Location identification data

--------------------

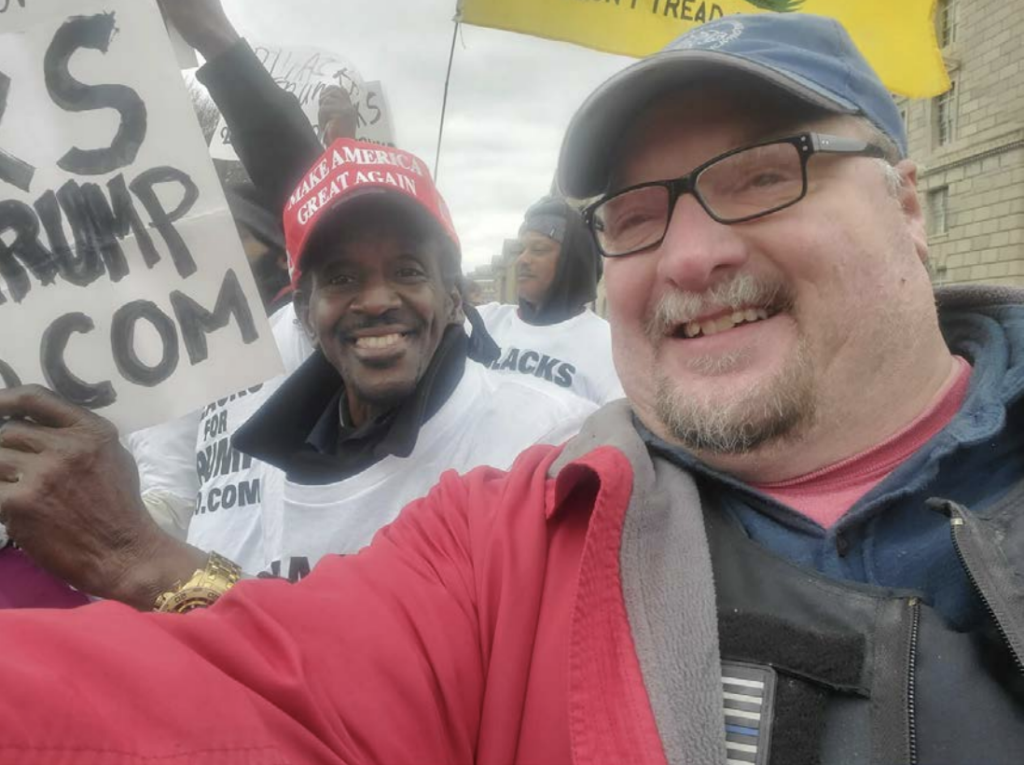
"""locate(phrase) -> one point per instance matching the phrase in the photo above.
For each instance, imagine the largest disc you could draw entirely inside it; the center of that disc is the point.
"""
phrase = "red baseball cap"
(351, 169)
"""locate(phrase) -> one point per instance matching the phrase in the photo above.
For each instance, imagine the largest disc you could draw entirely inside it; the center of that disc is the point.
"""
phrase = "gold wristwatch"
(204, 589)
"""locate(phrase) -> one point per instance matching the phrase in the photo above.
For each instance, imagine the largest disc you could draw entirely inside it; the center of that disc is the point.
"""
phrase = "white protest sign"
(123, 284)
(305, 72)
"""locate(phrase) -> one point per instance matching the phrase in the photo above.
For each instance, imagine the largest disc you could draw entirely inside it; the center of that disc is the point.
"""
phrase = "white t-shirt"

--------------------

Work instructions:
Turn every line of the data above into a numbered list, skipping any blank lines. Leave the pictures out of your answer.

Solution for this problem:
1. """locate(phrase) -> one point per instance matching the phrase in the photo above.
2. For each instance, imagine the largest disc you could draw entirely inside it; the center of that disc is the point.
3. """
4. phrase = "red baseball cap"
5. (351, 169)
6. """locate(phrase) -> one point per instance matching the phrase in the photo above.
7. For each instance, imagine the largest disc you could draw entirely inside it; the center of that disc is the point.
8. """
9. phrase = "gold wristwatch"
10. (204, 589)
11. """locate(phrase) -> one point per instance matching the phrase in the photo above.
12. For each instance, imagine the largest disc you could draw entirely inside it; the center of that disc is the point.
13. """
14. phrase = "white protest sign"
15. (123, 284)
16. (305, 72)
17. """locate(phrase) -> one point per instance matching the phrase in the photo above.
18. For each instance, imagine the largest disc you could draw entirely inside it; the center of that disc is the point.
19. """
20. phrase = "white t-shirt"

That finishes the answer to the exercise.